Short problem: Please transcribe the data below exactly. Leave the pictures out.

Given records:
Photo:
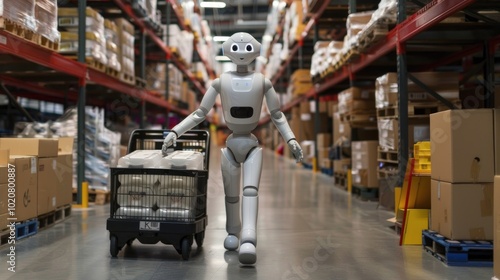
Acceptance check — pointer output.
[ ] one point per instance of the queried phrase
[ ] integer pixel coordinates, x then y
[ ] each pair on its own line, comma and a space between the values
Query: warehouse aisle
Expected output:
308, 229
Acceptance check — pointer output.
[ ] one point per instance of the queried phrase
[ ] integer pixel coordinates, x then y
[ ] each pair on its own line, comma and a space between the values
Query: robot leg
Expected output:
231, 175
251, 177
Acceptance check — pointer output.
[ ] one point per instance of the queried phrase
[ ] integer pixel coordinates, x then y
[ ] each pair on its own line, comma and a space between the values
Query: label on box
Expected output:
365, 94
33, 165
305, 117
439, 190
151, 226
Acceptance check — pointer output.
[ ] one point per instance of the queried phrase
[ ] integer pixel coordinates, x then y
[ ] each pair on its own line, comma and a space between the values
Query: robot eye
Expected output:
249, 47
234, 47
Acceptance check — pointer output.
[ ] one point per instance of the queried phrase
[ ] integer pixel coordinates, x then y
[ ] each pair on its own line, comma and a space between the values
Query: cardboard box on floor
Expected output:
64, 172
47, 185
496, 227
26, 186
30, 146
4, 161
462, 145
462, 211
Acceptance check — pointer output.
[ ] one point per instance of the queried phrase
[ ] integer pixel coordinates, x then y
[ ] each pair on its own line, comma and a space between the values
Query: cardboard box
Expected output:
64, 175
3, 221
462, 211
65, 146
364, 163
47, 185
496, 227
324, 140
30, 146
341, 165
3, 198
26, 186
496, 138
462, 146
4, 161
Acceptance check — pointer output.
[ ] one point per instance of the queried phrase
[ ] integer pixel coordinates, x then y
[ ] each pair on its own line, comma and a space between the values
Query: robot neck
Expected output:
242, 68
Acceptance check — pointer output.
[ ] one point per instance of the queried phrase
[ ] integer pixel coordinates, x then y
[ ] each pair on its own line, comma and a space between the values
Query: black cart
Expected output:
160, 205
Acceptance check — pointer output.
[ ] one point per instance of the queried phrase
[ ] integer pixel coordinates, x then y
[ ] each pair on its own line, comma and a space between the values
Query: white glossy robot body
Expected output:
242, 93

Exercise response:
Photo:
Acceptance check — pointer output.
[ ] one point per instance of the queried phrase
[ ] integer pixel coordinates, x then y
[ ] each pair on its own line, comma and a space between the values
Query: warehouse aisle
Expected output:
308, 229
Acceptance check — pointer output.
[ ] one point per instance of the queried phrase
[ ] integer pixel coordinates, x then y
[ ] each pair on its own line, comma and a space between the values
Query: robot leg
Expected output:
231, 175
251, 177
Acceptance check — pointer output.
[ ] one point per instance of the queried phrase
[ ] integer pixel coordinates, x then y
[ ] each pair on its own line, comma and a space between the values
Query: label on box
Expected output:
365, 94
33, 165
305, 117
439, 190
151, 226
Acceptance check — pointer output.
[ ] one point per instance of the queried phrase
[ ] integer pixel coordinates, x then y
[ ] each pair on its own line, comma and a space between the values
Query: robot eye
Expected output:
249, 47
234, 47
Acceptance check — pointer output.
[ ] one point per instance of the queried phrase
[ ] integer pixel coordinates, x then y
[ ] each pair on its own line, comma and a space between the values
Query: cardboard box on floor
Expected output:
64, 172
47, 185
496, 227
26, 186
30, 146
4, 161
462, 145
462, 211
Acceptance check — pointer output.
[ ] one point per instance of the queried phrase
[ ] integer pixel coordinates, x then y
[ ] each pair on its own line, comma and a space between the values
Query: cardboard box
Expected output:
64, 175
3, 221
462, 211
65, 146
364, 163
47, 185
496, 227
324, 140
30, 146
341, 165
3, 198
26, 186
496, 138
462, 146
4, 161
Acceptance check — pointer output.
[ ] one point per instance of the queried phrase
[ ] integer pixel coordinates, x then y
[ ] each pair on its own line, comma and a space between the values
Query: robot neck
Expected output:
242, 68
Acceptance check — pointer output.
[ ] one point per instance of the queried phrase
[ ] integer pixel coordinates, x then y
[ ] each pair on its own line, comma and a space between the values
Query: black cart
Expected output:
160, 205
Acceptance check — pointer output.
[ ] one point per instance of the queried phrase
[ ] integer pixel coordinates, x then y
[ ] each pair on its own line, comma and a space between the values
Query: white glossy robot body
Expected output:
242, 93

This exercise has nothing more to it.